TASK STATEMENT: Set down every line of the data below word for word, leaving out any pictures.

RECORDS FOR PROCESSING:

>> START

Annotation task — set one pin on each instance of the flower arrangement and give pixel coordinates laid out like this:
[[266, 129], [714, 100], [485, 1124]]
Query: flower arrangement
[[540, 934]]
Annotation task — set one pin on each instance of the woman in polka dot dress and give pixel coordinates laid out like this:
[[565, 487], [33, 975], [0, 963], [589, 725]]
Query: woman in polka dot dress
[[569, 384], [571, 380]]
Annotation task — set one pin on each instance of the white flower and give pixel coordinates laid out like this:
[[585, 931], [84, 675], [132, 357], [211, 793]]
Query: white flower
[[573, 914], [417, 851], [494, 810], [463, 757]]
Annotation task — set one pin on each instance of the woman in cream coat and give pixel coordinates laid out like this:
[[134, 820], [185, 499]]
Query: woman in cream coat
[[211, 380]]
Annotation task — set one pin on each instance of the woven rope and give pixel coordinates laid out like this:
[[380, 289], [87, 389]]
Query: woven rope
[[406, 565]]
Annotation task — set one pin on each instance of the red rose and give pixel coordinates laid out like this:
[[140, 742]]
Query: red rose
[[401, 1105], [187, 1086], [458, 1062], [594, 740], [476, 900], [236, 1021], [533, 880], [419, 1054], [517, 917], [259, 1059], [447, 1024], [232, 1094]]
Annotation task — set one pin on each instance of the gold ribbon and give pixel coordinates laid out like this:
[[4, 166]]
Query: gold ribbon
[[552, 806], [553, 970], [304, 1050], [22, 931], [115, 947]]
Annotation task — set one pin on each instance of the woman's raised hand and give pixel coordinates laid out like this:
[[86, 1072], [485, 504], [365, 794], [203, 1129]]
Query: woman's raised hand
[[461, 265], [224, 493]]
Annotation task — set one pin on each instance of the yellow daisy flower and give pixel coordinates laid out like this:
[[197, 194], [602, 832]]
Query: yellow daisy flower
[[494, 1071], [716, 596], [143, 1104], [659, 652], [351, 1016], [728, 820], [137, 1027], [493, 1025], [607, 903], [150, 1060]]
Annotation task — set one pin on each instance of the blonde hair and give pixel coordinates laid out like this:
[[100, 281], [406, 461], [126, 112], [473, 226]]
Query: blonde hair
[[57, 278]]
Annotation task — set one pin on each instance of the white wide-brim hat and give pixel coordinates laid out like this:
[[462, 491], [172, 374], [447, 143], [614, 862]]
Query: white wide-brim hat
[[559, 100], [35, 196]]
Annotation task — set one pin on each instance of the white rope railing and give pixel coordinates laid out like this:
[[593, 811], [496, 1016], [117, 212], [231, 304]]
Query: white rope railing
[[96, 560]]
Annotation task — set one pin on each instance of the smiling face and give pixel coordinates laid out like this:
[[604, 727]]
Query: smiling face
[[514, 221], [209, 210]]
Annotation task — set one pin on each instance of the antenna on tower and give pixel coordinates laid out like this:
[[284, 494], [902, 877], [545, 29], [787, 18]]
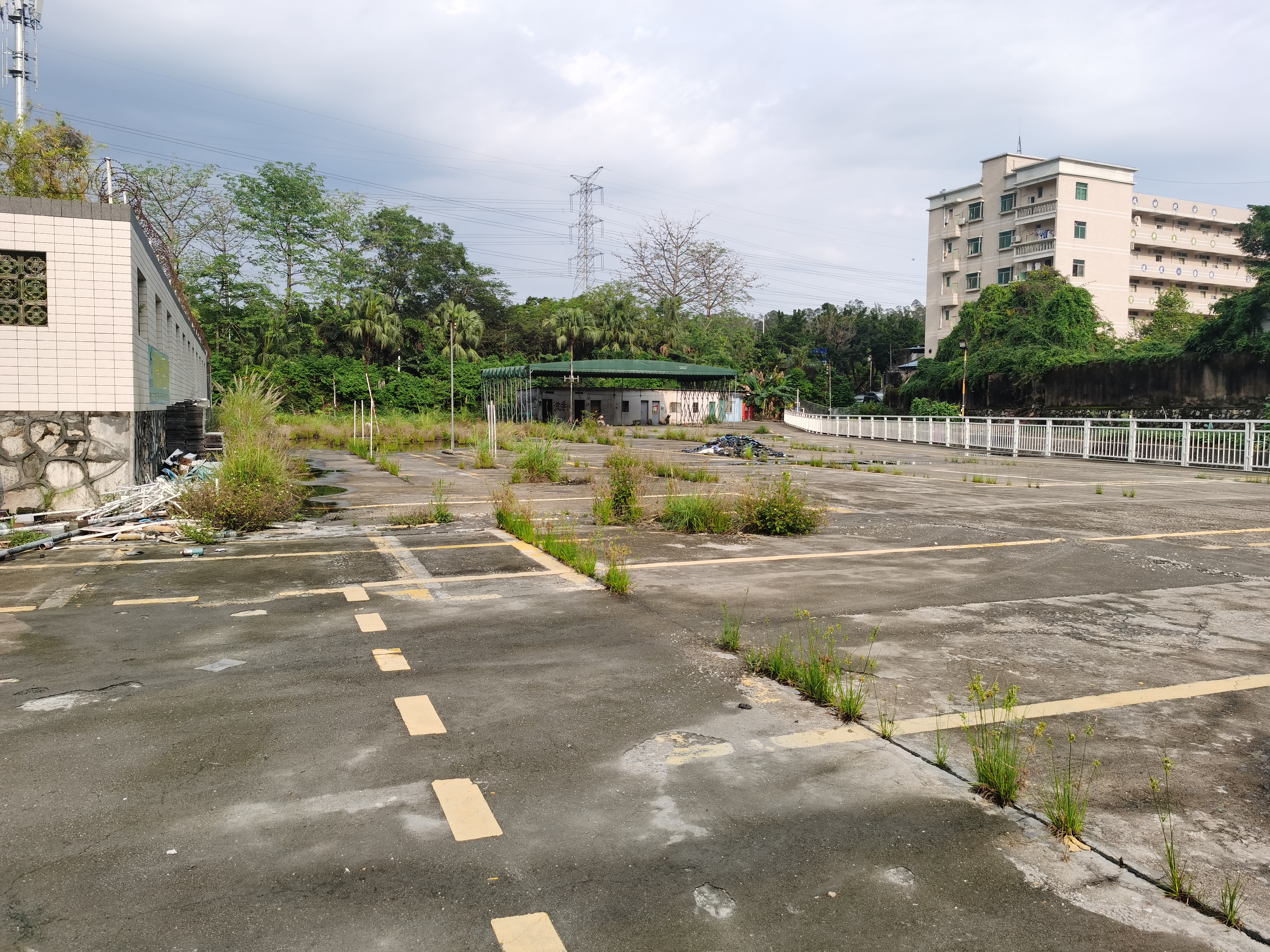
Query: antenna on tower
[[583, 273], [22, 59]]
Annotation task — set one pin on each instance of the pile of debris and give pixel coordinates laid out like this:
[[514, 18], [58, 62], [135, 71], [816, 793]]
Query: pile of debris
[[735, 445]]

>> END

RESULT OF THE EXERCISE:
Annotation task — set one pin on each instance of the flower arrangement and give pixel coordinates laid out like this:
[[266, 129], [714, 100], [485, 1124]]
Query: flower arrangement
[[540, 934]]
Annotation task — set one pin on each instance of the woman in polka dot dress and give pixel coordinates laid out like this:
[[565, 487], [33, 975], [0, 963], [589, 725]]
Query: woman in polka dot dress
[[569, 384], [571, 380]]
Annotation task — set one pin on each instance of the white flower and give pixel coordinates laid out like this:
[[585, 931], [84, 675], [132, 357], [211, 793]]
Query: white flower
[[573, 914], [417, 851], [494, 810], [463, 757]]
Annotation task — set one pin on each instance of the woman in cream coat and give pixel coordinates laid out like this:
[[134, 820], [185, 499]]
Query: woman in cream coat
[[211, 380]]
Annotation task — set one pin on each instance of the woven rope and give pixel coordinates laid out like this:
[[380, 289], [87, 389]]
Query: woven rope
[[406, 565]]
Annotation task — set one pin on each instance of the red rose and give pixel coordinates laid out like this:
[[140, 742]]
Query: red rose
[[401, 1105], [187, 1086], [458, 1062], [594, 740], [476, 900], [236, 1021], [533, 880], [419, 1054], [517, 917], [259, 1059], [447, 1024], [232, 1094]]
Annotation task — set one pin on each instance of the gold ribbon and give pixel coordinates laid out like this:
[[4, 166]]
Query: gold ribbon
[[552, 806], [553, 970], [304, 1050], [22, 931], [115, 947]]
Annotation task — set one pin on each instance of the woman's raised hand and give pixel coordinates laid out like this:
[[86, 1072], [485, 504], [365, 794], [203, 1129]]
Query: woman's raised hand
[[461, 265], [224, 493]]
Annotation task — set one pin on each instance of the yellow daisy flower and give pixel coordinates laid out like this:
[[197, 194], [602, 832]]
Query: yellow daisy flower
[[494, 1071], [716, 596], [143, 1104], [659, 652], [351, 1016], [728, 820], [137, 1027], [493, 1025], [607, 903], [150, 1060]]
Annotation task — set one pin on each instance of the blonde hair and give pixel coordinates laid out like this:
[[100, 281], [406, 461], [126, 112], [473, 226]]
Query: blonde hair
[[57, 278]]
Annotation task — set one pin on each instance of the white wide-brim hat and give pixel coordinates laid out like this:
[[462, 491], [172, 374], [447, 143], [614, 862]]
Query: white wide-brim hat
[[559, 100], [35, 196]]
Annotation task — set one pin on each instance of the white rope railing and give pixel coordinates laid out like this:
[[593, 811], [496, 1016], [117, 212], [231, 304]]
Query: white rope railing
[[96, 560]]
Annotation task — set one pin on each instance of the smiling face and give pixel coordinates laid out like this:
[[604, 727]]
Query: smiling face
[[514, 221], [209, 210]]
Annotation task — set one pin on each instance of the antenna on tower and give pixel coordinates laid out like this:
[[284, 494], [902, 877], [545, 29], [787, 18]]
Query: antenna on tower
[[583, 273], [22, 59]]
Annotation task — set one pin on each instance of the pile of debris and give pixel coordinates laid out like this:
[[514, 18], [58, 62], [135, 71], [816, 793]]
Query: pile of debris
[[735, 445]]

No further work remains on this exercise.